— BEGIN The data —

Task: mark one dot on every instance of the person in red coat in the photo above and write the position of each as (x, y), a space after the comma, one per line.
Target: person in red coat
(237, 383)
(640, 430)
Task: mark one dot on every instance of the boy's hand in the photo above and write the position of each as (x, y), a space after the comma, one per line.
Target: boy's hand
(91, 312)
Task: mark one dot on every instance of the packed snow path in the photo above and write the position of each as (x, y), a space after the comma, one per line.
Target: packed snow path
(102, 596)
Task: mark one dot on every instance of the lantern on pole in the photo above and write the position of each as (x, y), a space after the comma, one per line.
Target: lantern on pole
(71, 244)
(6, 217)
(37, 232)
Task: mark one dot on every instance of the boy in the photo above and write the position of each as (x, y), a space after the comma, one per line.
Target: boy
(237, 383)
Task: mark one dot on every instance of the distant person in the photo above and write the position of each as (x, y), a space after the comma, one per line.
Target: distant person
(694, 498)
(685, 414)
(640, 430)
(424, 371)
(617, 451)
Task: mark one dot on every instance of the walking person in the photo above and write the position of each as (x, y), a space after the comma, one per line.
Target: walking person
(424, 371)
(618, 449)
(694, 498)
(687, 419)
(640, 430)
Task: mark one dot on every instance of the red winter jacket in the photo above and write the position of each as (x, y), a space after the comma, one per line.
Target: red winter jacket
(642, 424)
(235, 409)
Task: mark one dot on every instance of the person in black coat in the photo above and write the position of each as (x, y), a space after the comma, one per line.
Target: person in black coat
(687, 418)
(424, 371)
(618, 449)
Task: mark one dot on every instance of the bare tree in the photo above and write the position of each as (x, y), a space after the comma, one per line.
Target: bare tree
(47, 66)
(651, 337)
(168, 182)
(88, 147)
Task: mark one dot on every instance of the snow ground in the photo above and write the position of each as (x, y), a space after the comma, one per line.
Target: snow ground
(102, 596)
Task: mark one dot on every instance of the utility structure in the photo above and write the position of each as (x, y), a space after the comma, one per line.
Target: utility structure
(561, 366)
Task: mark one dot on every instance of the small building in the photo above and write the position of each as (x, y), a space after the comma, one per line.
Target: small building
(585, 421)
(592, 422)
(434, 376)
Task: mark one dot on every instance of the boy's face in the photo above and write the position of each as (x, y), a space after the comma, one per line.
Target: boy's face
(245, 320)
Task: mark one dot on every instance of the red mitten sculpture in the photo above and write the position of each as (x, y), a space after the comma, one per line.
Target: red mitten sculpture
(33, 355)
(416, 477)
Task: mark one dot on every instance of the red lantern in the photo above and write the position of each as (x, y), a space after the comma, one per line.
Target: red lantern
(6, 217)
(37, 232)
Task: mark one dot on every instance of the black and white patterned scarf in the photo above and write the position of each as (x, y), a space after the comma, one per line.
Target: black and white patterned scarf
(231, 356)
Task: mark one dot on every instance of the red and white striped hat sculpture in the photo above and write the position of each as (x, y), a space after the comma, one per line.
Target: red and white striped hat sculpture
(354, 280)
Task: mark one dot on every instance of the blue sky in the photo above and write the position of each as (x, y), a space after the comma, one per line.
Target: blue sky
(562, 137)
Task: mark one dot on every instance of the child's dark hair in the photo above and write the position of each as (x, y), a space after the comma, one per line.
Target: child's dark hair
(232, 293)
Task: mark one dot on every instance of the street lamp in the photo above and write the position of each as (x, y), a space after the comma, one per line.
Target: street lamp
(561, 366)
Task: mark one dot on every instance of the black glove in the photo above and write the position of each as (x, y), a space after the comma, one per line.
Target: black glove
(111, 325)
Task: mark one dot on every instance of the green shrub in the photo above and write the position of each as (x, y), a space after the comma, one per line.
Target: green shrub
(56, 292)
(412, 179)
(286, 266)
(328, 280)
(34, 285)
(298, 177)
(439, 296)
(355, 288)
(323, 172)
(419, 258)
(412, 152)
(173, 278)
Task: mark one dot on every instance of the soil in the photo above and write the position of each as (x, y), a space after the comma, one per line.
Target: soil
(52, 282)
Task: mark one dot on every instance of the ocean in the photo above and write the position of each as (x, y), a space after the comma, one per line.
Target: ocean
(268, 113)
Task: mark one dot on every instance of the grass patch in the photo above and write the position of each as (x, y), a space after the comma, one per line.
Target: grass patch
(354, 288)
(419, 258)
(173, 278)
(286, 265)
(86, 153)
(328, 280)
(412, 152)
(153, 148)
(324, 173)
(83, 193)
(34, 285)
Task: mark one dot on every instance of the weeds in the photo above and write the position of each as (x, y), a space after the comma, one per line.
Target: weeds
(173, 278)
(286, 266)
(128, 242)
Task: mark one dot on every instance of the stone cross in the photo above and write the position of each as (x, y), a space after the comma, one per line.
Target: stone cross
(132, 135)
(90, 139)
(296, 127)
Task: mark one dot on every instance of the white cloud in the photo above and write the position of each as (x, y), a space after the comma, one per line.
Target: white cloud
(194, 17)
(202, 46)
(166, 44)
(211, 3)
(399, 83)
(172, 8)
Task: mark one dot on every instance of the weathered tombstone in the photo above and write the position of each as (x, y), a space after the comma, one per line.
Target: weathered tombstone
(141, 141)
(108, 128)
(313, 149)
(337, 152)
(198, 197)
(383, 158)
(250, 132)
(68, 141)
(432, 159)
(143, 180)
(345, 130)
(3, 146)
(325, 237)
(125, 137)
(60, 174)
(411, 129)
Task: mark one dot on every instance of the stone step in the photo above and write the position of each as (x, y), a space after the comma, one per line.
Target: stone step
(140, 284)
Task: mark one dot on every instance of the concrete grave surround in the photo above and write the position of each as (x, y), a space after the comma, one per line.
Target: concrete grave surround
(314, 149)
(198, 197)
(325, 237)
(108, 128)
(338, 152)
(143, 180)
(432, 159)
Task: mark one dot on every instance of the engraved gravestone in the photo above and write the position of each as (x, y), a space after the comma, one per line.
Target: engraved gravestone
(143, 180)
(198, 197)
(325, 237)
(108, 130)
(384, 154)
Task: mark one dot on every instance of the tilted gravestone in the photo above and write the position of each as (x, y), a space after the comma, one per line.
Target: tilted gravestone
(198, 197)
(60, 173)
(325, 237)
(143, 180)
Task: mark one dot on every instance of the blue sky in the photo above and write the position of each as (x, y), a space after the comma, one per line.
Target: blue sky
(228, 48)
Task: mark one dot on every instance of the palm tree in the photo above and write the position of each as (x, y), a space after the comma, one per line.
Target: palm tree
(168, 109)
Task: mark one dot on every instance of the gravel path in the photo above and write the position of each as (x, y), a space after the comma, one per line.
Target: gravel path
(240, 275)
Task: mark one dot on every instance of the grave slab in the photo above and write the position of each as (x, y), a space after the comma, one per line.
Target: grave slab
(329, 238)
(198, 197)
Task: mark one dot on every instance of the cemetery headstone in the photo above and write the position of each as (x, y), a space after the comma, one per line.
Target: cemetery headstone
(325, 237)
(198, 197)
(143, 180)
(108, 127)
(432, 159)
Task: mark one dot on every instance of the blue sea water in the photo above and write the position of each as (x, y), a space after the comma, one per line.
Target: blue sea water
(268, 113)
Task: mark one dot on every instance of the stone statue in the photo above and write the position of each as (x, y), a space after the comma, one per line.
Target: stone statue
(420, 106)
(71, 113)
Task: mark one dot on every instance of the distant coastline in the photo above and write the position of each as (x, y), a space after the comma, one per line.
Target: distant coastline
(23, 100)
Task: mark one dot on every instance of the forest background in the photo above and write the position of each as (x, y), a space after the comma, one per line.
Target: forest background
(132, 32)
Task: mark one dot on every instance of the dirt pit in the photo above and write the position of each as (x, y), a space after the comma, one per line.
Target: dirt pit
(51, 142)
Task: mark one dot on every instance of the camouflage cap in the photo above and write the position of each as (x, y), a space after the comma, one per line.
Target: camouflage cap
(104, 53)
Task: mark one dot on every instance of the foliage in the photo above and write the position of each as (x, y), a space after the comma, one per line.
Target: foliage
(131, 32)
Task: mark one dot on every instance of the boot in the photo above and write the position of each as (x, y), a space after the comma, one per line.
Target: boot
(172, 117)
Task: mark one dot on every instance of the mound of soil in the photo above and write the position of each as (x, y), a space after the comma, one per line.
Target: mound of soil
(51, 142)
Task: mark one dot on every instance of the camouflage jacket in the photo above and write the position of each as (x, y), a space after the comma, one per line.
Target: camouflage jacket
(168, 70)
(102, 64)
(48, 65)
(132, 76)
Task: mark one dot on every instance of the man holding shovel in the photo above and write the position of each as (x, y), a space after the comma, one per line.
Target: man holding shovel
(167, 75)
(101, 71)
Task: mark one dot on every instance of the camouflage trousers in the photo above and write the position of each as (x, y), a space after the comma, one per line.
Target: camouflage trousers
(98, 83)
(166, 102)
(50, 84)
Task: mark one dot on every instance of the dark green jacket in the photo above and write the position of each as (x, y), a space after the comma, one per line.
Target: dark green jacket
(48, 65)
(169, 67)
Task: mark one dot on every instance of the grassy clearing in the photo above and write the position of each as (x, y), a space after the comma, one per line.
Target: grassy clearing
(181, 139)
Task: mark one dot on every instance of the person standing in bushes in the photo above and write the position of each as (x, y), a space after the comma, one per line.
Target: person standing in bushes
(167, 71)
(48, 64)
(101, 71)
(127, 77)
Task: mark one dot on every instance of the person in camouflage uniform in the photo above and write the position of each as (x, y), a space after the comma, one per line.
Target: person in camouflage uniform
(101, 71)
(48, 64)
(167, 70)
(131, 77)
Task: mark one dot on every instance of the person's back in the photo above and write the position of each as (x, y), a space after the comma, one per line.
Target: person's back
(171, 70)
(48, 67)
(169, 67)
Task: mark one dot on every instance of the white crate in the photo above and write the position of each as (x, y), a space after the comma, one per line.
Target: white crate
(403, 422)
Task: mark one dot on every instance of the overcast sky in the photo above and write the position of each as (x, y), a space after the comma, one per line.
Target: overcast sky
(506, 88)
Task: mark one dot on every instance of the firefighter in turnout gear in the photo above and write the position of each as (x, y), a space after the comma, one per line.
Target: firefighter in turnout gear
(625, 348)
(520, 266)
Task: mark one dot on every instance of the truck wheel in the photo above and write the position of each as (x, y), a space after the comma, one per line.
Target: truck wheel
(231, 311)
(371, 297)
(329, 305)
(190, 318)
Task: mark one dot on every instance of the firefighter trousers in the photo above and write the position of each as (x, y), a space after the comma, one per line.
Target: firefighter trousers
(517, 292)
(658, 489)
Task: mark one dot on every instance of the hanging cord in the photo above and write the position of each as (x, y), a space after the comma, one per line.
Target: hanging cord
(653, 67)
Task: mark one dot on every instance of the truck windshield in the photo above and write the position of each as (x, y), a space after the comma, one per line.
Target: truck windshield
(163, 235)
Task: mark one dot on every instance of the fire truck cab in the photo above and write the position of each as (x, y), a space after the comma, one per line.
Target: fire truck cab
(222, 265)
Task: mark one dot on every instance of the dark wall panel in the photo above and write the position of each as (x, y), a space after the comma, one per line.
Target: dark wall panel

— END The data —

# [What is needed]
Copy the items above without any changes, from the line containing "Task: mark one dot on every instance of the truck windshield" through the end of the items.

# [Task solution]
Task: mark one dot on every instance of the truck windshield in the photo above and write the position of each as (x, y), a space after the comma, one per line.
Target: truck windshield
(163, 235)
Task: mark one dot on every instance of the fire truck cab in the photo above and write the position of each as (x, y), a space after the comma, one per line.
Target: fire truck cab
(222, 265)
Task: mark one dot on every instance of the dark wall panel in the photo above and write the position of each as (x, y), a space after the comma, one per line.
Target: dark wall panel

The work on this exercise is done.